(Dataset records)
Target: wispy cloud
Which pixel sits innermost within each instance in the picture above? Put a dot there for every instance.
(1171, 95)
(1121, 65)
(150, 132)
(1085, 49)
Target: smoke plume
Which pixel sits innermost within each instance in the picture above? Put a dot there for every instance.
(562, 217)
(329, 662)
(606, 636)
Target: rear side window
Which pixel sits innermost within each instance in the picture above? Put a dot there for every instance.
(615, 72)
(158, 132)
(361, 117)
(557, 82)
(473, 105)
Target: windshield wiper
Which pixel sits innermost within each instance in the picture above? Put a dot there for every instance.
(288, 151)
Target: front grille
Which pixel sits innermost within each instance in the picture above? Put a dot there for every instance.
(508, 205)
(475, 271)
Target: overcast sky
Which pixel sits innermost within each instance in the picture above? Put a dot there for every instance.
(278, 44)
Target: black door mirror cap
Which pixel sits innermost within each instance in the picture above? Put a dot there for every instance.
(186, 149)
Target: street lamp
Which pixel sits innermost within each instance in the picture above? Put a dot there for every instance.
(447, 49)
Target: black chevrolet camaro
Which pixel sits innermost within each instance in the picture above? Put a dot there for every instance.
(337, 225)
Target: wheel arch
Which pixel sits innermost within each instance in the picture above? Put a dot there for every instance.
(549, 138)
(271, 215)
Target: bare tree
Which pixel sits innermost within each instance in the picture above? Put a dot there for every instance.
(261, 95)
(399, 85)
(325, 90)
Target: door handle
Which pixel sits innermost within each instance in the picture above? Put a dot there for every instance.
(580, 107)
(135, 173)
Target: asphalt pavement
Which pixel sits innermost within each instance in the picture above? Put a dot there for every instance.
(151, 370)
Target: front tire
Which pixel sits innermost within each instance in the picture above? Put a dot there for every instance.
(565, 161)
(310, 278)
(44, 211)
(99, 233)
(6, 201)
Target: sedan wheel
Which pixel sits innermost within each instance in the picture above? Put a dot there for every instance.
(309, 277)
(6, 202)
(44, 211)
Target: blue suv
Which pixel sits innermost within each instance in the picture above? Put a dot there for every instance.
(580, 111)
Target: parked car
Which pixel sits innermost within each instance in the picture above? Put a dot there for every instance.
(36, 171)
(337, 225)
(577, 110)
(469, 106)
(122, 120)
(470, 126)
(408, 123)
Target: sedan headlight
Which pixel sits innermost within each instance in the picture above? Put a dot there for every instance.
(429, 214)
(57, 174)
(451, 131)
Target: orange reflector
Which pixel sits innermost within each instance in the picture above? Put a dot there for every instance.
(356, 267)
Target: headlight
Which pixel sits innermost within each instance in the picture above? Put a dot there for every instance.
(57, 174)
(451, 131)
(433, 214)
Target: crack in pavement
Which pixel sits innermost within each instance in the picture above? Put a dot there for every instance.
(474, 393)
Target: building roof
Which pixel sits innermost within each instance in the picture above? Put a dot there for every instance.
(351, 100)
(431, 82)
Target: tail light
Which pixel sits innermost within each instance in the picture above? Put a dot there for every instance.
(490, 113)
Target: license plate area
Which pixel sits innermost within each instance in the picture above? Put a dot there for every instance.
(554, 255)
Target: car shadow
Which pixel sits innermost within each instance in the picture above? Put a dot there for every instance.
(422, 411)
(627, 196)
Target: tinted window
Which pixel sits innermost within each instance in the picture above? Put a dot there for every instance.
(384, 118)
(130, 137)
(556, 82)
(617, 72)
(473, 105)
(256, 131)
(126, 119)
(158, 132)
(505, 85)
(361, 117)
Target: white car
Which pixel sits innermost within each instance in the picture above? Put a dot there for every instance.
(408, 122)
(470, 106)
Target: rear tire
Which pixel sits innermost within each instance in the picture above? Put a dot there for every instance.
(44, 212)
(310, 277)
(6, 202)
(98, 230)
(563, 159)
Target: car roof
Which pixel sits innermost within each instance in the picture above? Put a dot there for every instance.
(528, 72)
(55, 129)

**Task directions:**
Restate each record above exactly, leaving nothing out.

**Response to the exercise:**
Target: wispy cloud
Which pixel sits innermost within each instance in the picture above? Put a dot there for every instance.
(1171, 95)
(1121, 65)
(150, 132)
(1085, 49)
Target: smoke plume
Which pixel sits innermost within each instance in the picture above? Put a dot there for every instance.
(562, 217)
(329, 662)
(606, 636)
Target: rear side window
Which pixel sits innermost within each instance in the picture above? Put a dot there for every instance.
(615, 72)
(158, 132)
(361, 117)
(557, 82)
(473, 105)
Target: windshield wiper
Which pixel sits innermost within each instance in the picture above? Put a dot there for every instance.
(288, 151)
Target: front grille
Which pixel sits innermost within each instance in the picture above? Put a dot there for every instance.
(508, 205)
(475, 271)
Target: overcast sky
Which pixel sits innermost within each instance in the picture above? Put a dot there for every instance.
(278, 44)
Target: black door mirror cap
Which pixel sits innermost within each instance in the picture above? Put a dot there for every instance.
(186, 149)
Target: street lamp
Which pixel sits innermost within each instance in the picture above? Put a dot there for every instance.
(447, 49)
Target: black chevrolet camaro
Which pixel sits innermost within each instance in the picture above? Put a dot there for every instance.
(337, 225)
Target: wheel arch
Which pixel sits innermost within each instance in the picture above? Put a dot there for every instance.
(549, 138)
(271, 215)
Target: bare tree
Which pixel sits innermost within each instance in the picture above? Put a dot there for every instance.
(261, 95)
(399, 85)
(325, 90)
Target: door handle
Which pixel sits innermost within each instance in the picture above? Put a dot there for every instance.
(580, 107)
(135, 173)
Target: asphalt pavement
Which pixel sits innermost within each instance in the picture above? Put a dot there for every instance.
(151, 370)
Target: front tire
Which pixel sits innermost within each instance in the picture above? Put a dot there for every instance.
(565, 161)
(310, 278)
(44, 211)
(99, 233)
(6, 201)
Target: sedan wheel
Which pixel sits innermost within each instance in the picture above? Put a dot there for every instance.
(309, 277)
(6, 202)
(44, 211)
Target: blue suv
Which pixel sits innermost within each instance in the picture above? Put a dot there for every instance.
(580, 111)
Target: parked car
Which pixel sits innermost within each instance in the picture above? Put a dot there for every instance.
(36, 171)
(337, 225)
(577, 110)
(469, 106)
(122, 120)
(470, 126)
(408, 123)
Target: sedan headlight
Which pixel sits innermost within each instance in the picture above? Put a dot there for every instance.
(429, 214)
(57, 174)
(451, 131)
Target: orange reflector
Which pixel sits innermost within each instance in the picture above? Put a dot there for every instance.
(356, 267)
Target: headlight
Which pixel sits innermost within each instance in the picture above? Put a dot there for every instance.
(57, 174)
(451, 131)
(433, 214)
Target: crack in pavement
Which pixel sits innermost within each instance in the picture above? Put a dot there for every instance.
(474, 393)
Target: building roof
Which pixel sits innermost within each instance in the picture above? Put a dot there for every instance.
(351, 100)
(431, 82)
Target: tail light
Which pixel sits innermost within each instance in the picture above? Put a dot there for every instance.
(490, 113)
Target: license plate area
Which pixel sits innermost within each instance in the picture above? Put a dot there for every instance.
(554, 255)
Target: car shadow
Which pixel sits innermost within each instance in the picture above? Put a dot there for every instance.
(422, 411)
(627, 196)
Target: tinted window
Which pixel sits innermost within each instance in the picture above? Put a dot there for every instance.
(384, 118)
(130, 137)
(556, 82)
(617, 72)
(473, 105)
(256, 131)
(126, 119)
(158, 132)
(505, 85)
(361, 117)
Target: white car
Which pixel sits innermost within each instance in the picture above? Put a dot there for every instance.
(408, 122)
(470, 106)
Target: rear tire
Which pixel sits innermost within each instance in the picture above? Put a dot there for every instance.
(44, 212)
(310, 277)
(6, 202)
(98, 230)
(563, 159)
Target: car roof
Which pixel sits innermost within each instance in the picture above? Put a dot there for every instance.
(528, 72)
(55, 129)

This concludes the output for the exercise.